## PROBLEM DESCRIPTION
When you repeat the listing, keep every character as it is.
DATASET CONTENT Start Marker
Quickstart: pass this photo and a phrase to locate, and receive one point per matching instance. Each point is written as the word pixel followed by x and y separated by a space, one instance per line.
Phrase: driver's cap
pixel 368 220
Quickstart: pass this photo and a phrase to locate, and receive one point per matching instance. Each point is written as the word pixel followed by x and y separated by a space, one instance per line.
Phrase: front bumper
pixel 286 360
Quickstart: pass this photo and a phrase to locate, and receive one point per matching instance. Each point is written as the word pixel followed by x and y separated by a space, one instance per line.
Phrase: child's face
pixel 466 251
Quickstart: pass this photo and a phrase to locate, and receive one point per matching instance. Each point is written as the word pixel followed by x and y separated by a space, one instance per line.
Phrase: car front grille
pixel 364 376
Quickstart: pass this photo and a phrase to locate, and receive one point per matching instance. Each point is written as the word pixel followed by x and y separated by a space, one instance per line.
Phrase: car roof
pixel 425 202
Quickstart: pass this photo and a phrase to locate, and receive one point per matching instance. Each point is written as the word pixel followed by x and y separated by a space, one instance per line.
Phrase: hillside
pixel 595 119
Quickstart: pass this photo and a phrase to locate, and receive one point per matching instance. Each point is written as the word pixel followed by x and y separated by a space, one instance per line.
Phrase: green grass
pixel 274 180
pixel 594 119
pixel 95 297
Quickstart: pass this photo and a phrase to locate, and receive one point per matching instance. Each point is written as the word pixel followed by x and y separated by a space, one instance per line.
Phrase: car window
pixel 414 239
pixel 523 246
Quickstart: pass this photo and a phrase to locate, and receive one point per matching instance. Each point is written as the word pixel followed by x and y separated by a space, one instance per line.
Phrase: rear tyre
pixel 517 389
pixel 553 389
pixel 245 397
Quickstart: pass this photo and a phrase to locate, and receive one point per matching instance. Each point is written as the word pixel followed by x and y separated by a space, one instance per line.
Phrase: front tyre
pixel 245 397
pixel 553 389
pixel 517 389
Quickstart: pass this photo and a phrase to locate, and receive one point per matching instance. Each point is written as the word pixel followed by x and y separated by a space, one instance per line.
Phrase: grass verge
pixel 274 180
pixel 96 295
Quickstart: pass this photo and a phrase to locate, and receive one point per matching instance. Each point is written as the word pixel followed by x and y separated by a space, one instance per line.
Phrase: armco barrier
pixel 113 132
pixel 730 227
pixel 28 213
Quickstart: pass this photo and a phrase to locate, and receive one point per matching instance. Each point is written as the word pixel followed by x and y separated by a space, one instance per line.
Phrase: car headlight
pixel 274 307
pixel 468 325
DATASET CONTENT End Marker
## RESULT OF THIS EXERCISE
Quickstart: pass this photo and a phrase to locate, and receive one point per matching instance. Each point is written as the word pixel followed by x and y separated by a space, one instance per line.
Phrase: driver's cap
pixel 368 220
Quickstart: pass this photo and a phrase to locate, and receive one point per matching instance. Each point is written as the word pixel followed by x and y separated by a space, one instance per line.
Phrase: front bumper
pixel 286 360
Quickstart: pass this photo and a phrase to locate, and receive one point per matching instance. Each point is written as the word pixel followed by x and y separated by a space, one instance per line.
Phrase: child's face
pixel 466 251
Quickstart: pass this photo and a phrase to locate, and receive one point per matching instance. Each point is written as the word pixel followed by x and y separated by a space, one instance per line.
Phrase: car front grille
pixel 364 376
Quickstart: pass this photo and a phrase to locate, and receive one point per matching instance. Each point is written as the word pixel followed by x and y separated by a space, one instance per line.
Phrase: car roof
pixel 425 202
Quickstart: pass this photo and a phrase to locate, and receive one point per matching instance. Each point is written as the word pixel followed by x and y separated by a space, one instance per line.
Phrase: hillside
pixel 595 119
Quickstart: pass this photo and a phrase to locate, and receive one point per matching instance. Each point is written as the word pixel followed by x and y separated by a space, one instance per line.
Phrase: green grass
pixel 274 180
pixel 594 119
pixel 95 297
Quickstart: pass this photo and a phrase to locate, and receive one point per matching instance. Each point is written as the word pixel followed by x and y separated by a space, one instance per line.
Phrase: car window
pixel 414 239
pixel 523 246
Quickstart: pass this photo and a phrase to locate, and receive one point per matching instance. Each point is written as the word pixel followed by x and y separated by a space, one instance per line.
Phrase: rear tyre
pixel 517 389
pixel 553 389
pixel 245 397
Quickstart: pass this photo and a phrase to locate, and receive one point per matching instance. Each point is written as the word pixel followed by x and y separated by a space, one instance per line.
Phrase: front tyre
pixel 245 397
pixel 553 389
pixel 517 389
Quickstart: pass this photo and a phrase to locate, and receive one point per matching instance. Each point is written as the word pixel followed by x and y separated by a space, one instance per line.
Phrase: grass verge
pixel 274 180
pixel 96 295
Quickstart: pass this photo and a phrase to locate, and receive one point per matching instance. Each point is written as the word pixel followed by x and y separated by a space, one instance per line.
Phrase: armco barrier
pixel 113 132
pixel 730 227
pixel 28 213
Quickstart: pass this photo and a phrase to locate, and receive one point per matching instance. Each point is written as the word pixel followed by x and y separated by a space, one instance per line.
Phrase: car headlight
pixel 274 307
pixel 468 325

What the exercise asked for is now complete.